Exercise prompt:
Copy the data below verbatim, beginning with its first line and ending with the line containing "358;509;483;764", both included.

Data listing:
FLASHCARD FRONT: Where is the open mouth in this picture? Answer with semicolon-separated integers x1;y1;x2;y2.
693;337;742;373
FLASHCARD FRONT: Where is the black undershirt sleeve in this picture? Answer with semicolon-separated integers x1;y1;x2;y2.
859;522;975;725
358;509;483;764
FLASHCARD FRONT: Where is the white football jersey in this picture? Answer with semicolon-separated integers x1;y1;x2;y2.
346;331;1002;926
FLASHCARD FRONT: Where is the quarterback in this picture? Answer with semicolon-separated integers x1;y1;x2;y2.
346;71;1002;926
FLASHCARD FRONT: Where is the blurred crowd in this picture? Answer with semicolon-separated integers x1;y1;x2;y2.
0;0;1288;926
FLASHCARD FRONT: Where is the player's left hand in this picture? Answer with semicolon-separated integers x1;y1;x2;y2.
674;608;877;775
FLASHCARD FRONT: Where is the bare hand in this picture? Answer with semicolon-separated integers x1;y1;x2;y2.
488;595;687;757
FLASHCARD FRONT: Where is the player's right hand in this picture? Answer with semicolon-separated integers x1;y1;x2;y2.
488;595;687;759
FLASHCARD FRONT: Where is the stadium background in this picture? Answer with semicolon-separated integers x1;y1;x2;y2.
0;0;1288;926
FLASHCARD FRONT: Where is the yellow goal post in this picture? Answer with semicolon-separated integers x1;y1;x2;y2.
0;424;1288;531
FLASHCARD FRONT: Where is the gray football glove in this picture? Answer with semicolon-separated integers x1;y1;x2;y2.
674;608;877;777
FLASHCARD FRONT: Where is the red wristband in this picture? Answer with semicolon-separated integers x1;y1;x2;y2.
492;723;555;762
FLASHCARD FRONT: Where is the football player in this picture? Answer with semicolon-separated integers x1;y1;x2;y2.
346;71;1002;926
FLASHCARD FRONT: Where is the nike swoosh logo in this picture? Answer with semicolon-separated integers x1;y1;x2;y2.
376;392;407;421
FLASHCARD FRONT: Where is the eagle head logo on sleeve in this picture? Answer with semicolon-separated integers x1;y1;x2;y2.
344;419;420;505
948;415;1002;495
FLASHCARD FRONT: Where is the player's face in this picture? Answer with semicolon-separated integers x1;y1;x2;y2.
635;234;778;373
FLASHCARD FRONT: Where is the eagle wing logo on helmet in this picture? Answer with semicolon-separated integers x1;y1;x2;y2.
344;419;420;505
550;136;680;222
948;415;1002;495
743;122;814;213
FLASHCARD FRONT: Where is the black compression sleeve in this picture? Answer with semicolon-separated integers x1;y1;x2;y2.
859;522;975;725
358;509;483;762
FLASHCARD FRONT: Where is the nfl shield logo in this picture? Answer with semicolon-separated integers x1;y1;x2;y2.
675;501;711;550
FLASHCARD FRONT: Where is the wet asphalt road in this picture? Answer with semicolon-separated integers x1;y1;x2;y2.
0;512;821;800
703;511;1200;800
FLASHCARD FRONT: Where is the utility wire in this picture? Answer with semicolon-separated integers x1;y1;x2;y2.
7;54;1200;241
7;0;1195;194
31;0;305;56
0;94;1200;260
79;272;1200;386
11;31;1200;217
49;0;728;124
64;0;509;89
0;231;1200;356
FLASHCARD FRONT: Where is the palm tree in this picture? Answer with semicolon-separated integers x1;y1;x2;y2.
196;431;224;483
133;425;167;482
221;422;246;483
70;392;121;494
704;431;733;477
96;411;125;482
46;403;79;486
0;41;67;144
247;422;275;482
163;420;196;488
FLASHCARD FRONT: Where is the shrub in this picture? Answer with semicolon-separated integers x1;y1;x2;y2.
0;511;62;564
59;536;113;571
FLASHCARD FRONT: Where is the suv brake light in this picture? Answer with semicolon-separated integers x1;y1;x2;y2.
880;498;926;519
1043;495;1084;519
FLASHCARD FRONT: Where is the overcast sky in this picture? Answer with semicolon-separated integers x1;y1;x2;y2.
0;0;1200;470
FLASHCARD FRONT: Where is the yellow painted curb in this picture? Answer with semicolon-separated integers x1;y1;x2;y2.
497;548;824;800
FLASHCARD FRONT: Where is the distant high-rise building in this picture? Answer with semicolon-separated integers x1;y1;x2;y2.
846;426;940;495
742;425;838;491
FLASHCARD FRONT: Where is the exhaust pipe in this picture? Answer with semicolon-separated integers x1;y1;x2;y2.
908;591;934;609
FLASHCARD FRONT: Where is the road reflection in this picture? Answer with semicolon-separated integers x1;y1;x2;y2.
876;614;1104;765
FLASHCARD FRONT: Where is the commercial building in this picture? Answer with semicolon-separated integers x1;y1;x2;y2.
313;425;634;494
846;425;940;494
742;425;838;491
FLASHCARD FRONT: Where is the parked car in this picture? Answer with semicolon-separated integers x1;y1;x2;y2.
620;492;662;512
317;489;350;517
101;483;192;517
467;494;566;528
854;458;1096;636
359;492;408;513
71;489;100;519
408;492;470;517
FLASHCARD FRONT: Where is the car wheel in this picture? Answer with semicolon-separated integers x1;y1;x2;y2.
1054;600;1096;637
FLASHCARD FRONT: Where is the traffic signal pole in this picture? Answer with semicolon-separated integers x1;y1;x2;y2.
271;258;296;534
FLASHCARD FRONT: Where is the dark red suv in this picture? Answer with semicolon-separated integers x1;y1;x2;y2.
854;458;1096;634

Solution for this task:
FLASHCARD FRONT: Where is the open mouth in this picture? Answer with semicolon-separated integers x1;y1;x2;y2.
693;337;742;373
FLASHCARD FRONT: Where is the black undershirt sleeve in this picture? Answer with semicolon-separated integers x1;y1;x2;y2.
859;522;975;725
358;509;483;764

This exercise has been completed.